*WHAT TO DO*
[1] From the Charity Hospital text below, copy word for word the part that begins at the words "The debate over" and stops after "shuttered ever since.".
[2] According to the Charity Hospital text below, how high above grade are the critical services placed in each new hospital?
[3] Using the Charity Hospital text below, mark each statement yes or no, and quote the words of the text that decide it. (a) The lawsuit was filed in U.S. District Court. (b) The VA hospital is still waiting for money from Congress. (c) Current plans show the two hospitals sharing parking.

═════ SELECTED EXCERPT ═════

The debate over New Orleans’ Charity Hospital took a sharp turn in May, when the National Trust for Historic Preservation (NTHP) filed a lawsuit in U.S. District Court challenging federal approvals of two new hospitals that would supplant 165 properties in the historic Mid-City district. Caught in the crossfire is the fate of Charity Hospital itself, an art deco icon damaged by Hurricane Katrina and shuttered ever since.

The long-brewing battle is the result of a $2.2 billion project announced in 2007, in which the Department of Veterans Affairs (VA) and Louisiana State University (LSU) targeted a 67-acre area northwest of Charity’s current site for new construction. The campus would include the VA hospital, already funded by Congress, and the LSU academic medical center, funded in part by Federal Emergency Management Agency (FEMA) compensation for Katrina’s damages to Charity, which had been the school’s teaching hospital.

To carry out the plan, NBBJ and New Orleans firm Blitch Knevel Architects were named as LSU’s architects, while Studio NOVA—a collaboration between NBBJ and local firms Eskew+ Dumez+Ripple and Rozas Ward Architects—were hired as the VA’s architects. Though the groups originally said they were co-locating the hospitals in order to share facilities, current plans show separate parking, transportation access, and energy plants, because LSU has not yet gained sufficient funding to move forward. Each hospital is oriented along a central spine, with critical services at 22 feet above grade to allow operation to continue in case of a major flood.

═════ DATA EXTRACT ═════

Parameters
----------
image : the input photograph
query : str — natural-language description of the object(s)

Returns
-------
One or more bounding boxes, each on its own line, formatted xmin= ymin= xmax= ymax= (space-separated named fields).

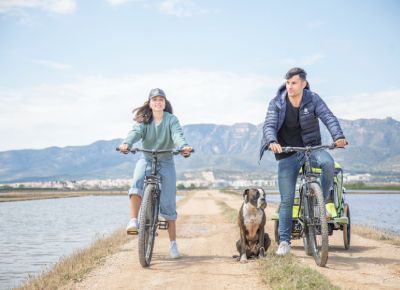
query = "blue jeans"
xmin=278 ymin=150 xmax=335 ymax=243
xmin=128 ymin=156 xmax=177 ymax=221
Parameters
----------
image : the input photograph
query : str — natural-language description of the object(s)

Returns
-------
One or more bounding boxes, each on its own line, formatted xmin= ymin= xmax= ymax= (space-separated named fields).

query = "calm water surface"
xmin=0 ymin=196 xmax=129 ymax=289
xmin=0 ymin=194 xmax=400 ymax=289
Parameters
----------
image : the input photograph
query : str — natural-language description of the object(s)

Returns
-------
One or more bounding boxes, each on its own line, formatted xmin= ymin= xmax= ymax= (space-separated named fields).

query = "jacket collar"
xmin=300 ymin=89 xmax=312 ymax=109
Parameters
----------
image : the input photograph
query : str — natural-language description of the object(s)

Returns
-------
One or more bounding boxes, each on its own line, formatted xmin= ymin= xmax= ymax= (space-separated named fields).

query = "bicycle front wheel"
xmin=307 ymin=182 xmax=329 ymax=267
xmin=138 ymin=184 xmax=158 ymax=267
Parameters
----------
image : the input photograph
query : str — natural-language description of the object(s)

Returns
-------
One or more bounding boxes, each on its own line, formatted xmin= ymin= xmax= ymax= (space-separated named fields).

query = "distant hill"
xmin=0 ymin=118 xmax=400 ymax=183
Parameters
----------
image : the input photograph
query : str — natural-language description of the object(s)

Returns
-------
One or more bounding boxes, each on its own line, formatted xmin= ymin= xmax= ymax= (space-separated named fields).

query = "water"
xmin=0 ymin=194 xmax=400 ymax=289
xmin=0 ymin=196 xmax=129 ymax=289
xmin=267 ymin=193 xmax=400 ymax=234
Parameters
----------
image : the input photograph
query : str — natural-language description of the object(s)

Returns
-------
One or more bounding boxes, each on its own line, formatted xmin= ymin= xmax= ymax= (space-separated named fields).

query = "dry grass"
xmin=217 ymin=201 xmax=339 ymax=290
xmin=351 ymin=225 xmax=400 ymax=246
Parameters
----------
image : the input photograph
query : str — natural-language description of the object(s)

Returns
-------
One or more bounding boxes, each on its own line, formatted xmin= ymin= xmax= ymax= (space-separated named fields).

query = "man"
xmin=260 ymin=67 xmax=347 ymax=255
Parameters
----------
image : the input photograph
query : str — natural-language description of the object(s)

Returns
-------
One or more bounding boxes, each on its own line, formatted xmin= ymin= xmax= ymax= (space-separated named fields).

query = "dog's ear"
xmin=243 ymin=189 xmax=249 ymax=202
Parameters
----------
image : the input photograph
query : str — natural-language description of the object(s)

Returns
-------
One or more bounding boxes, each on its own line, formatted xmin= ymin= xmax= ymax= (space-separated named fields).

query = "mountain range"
xmin=0 ymin=118 xmax=400 ymax=183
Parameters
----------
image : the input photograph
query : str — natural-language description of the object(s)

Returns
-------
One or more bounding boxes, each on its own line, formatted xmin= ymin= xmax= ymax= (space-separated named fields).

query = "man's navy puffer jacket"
xmin=260 ymin=84 xmax=345 ymax=160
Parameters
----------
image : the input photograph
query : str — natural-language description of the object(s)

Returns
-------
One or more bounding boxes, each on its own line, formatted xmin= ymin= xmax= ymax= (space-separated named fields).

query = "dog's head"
xmin=243 ymin=188 xmax=267 ymax=209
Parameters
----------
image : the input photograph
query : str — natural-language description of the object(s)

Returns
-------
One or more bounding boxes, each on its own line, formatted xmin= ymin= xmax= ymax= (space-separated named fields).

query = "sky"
xmin=0 ymin=0 xmax=400 ymax=151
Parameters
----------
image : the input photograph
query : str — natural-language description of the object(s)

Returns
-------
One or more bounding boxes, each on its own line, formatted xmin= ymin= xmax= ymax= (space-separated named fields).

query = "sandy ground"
xmin=67 ymin=190 xmax=400 ymax=289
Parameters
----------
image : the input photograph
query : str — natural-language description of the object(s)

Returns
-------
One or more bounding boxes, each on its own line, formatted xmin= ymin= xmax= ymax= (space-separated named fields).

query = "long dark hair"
xmin=132 ymin=99 xmax=173 ymax=124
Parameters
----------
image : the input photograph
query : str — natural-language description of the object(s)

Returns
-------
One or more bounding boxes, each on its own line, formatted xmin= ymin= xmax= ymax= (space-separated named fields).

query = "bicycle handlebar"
xmin=282 ymin=143 xmax=337 ymax=153
xmin=115 ymin=147 xmax=194 ymax=155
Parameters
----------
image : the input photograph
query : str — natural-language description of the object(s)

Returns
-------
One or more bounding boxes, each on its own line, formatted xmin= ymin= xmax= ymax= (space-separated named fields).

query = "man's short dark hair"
xmin=285 ymin=67 xmax=307 ymax=80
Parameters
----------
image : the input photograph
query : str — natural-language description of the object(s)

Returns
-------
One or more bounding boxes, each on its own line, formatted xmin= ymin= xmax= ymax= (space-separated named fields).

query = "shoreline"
xmin=11 ymin=191 xmax=400 ymax=290
xmin=0 ymin=189 xmax=400 ymax=203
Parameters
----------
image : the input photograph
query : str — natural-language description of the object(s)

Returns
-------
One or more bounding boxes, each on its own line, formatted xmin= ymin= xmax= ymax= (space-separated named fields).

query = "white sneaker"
xmin=126 ymin=218 xmax=139 ymax=235
xmin=276 ymin=241 xmax=290 ymax=256
xmin=169 ymin=241 xmax=181 ymax=259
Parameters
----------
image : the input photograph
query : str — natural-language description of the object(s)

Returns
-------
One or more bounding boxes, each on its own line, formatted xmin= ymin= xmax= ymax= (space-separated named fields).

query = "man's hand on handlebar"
xmin=118 ymin=144 xmax=130 ymax=154
xmin=269 ymin=143 xmax=282 ymax=153
xmin=335 ymin=138 xmax=348 ymax=148
xmin=181 ymin=146 xmax=193 ymax=158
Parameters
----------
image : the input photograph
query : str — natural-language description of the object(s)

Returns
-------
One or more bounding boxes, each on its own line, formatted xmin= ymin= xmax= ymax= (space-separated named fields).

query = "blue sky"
xmin=0 ymin=0 xmax=400 ymax=151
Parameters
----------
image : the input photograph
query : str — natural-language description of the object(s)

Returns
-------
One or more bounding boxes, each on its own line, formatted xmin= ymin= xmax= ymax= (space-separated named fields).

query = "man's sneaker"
xmin=169 ymin=241 xmax=181 ymax=259
xmin=276 ymin=241 xmax=290 ymax=256
xmin=126 ymin=218 xmax=139 ymax=235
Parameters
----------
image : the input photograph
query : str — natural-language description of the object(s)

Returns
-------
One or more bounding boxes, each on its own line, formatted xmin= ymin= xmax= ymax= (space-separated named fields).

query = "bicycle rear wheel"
xmin=343 ymin=203 xmax=351 ymax=250
xmin=307 ymin=182 xmax=329 ymax=267
xmin=300 ymin=188 xmax=313 ymax=256
xmin=138 ymin=184 xmax=159 ymax=267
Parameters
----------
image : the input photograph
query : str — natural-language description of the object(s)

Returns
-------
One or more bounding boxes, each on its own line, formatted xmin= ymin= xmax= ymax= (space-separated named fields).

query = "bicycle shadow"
xmin=144 ymin=254 xmax=250 ymax=276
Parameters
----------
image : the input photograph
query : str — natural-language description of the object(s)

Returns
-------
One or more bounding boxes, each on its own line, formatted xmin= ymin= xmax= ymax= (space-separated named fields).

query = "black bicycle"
xmin=275 ymin=143 xmax=336 ymax=267
xmin=117 ymin=148 xmax=194 ymax=267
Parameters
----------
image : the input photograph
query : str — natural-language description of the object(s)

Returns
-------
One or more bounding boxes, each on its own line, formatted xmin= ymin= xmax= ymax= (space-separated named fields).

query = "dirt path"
xmin=73 ymin=191 xmax=268 ymax=290
xmin=69 ymin=190 xmax=400 ymax=290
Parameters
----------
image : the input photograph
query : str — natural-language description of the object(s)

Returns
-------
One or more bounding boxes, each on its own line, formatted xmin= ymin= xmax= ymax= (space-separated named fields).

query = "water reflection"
xmin=0 ymin=194 xmax=400 ymax=289
xmin=0 ymin=196 xmax=129 ymax=289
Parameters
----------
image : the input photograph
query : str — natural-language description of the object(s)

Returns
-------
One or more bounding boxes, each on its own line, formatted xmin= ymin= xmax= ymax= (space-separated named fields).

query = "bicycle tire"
xmin=307 ymin=182 xmax=329 ymax=267
xmin=300 ymin=189 xmax=312 ymax=256
xmin=343 ymin=203 xmax=351 ymax=250
xmin=274 ymin=221 xmax=280 ymax=245
xmin=138 ymin=184 xmax=158 ymax=267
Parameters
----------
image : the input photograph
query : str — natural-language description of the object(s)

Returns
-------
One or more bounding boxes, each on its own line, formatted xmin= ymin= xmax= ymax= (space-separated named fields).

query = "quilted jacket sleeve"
xmin=314 ymin=93 xmax=345 ymax=141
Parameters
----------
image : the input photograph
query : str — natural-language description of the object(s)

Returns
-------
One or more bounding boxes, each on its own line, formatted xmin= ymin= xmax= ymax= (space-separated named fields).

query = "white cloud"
xmin=327 ymin=89 xmax=400 ymax=120
xmin=107 ymin=0 xmax=212 ymax=18
xmin=107 ymin=0 xmax=145 ymax=6
xmin=284 ymin=53 xmax=325 ymax=67
xmin=0 ymin=70 xmax=281 ymax=150
xmin=306 ymin=20 xmax=324 ymax=30
xmin=33 ymin=59 xmax=71 ymax=70
xmin=0 ymin=69 xmax=400 ymax=151
xmin=158 ymin=0 xmax=200 ymax=17
xmin=0 ymin=0 xmax=76 ymax=15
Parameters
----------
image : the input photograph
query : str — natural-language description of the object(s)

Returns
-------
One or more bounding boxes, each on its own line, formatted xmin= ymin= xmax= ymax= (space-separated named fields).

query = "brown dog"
xmin=236 ymin=188 xmax=271 ymax=263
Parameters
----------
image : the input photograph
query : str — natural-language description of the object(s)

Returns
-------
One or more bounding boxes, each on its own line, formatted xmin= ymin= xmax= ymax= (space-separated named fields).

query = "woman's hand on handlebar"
xmin=269 ymin=143 xmax=282 ymax=153
xmin=118 ymin=144 xmax=130 ymax=154
xmin=181 ymin=146 xmax=193 ymax=158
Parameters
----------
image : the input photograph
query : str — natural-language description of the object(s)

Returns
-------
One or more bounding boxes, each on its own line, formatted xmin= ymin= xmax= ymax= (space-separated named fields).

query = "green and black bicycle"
xmin=272 ymin=144 xmax=351 ymax=267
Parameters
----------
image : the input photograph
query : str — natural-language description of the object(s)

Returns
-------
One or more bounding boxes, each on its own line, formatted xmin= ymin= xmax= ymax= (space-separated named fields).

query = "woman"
xmin=119 ymin=88 xmax=192 ymax=259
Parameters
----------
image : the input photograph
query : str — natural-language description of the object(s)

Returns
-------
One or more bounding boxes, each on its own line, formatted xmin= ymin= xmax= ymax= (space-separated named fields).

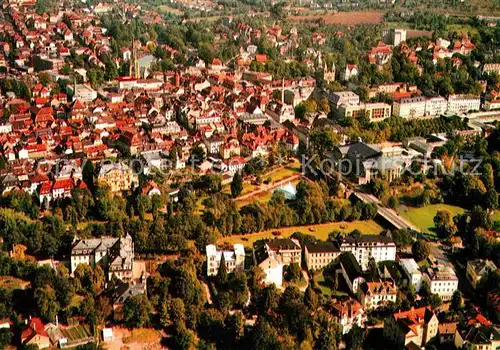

═════

*EXPECTED RESPONSES*
[1]
The debate over New Orleans’ Charity Hospital took a sharp turn in May, when the National Trust for Historic Preservation (NTHP) filed a lawsuit in U.S. District Court challenging federal approvals of two new hospitals that would supplant 165 properties in the historic Mid-City district. Caught in the crossfire is the fate of Charity Hospital itself, an art deco icon damaged by Hurricane Katrina and shuttered ever since.

[2] 22 feet above grade.

[3]
(a) Yes: "filed a lawsuit in U.S. District Court"
(b) No: "the VA hospital, already funded by Congress"
(c) No: "current plans show separate parking"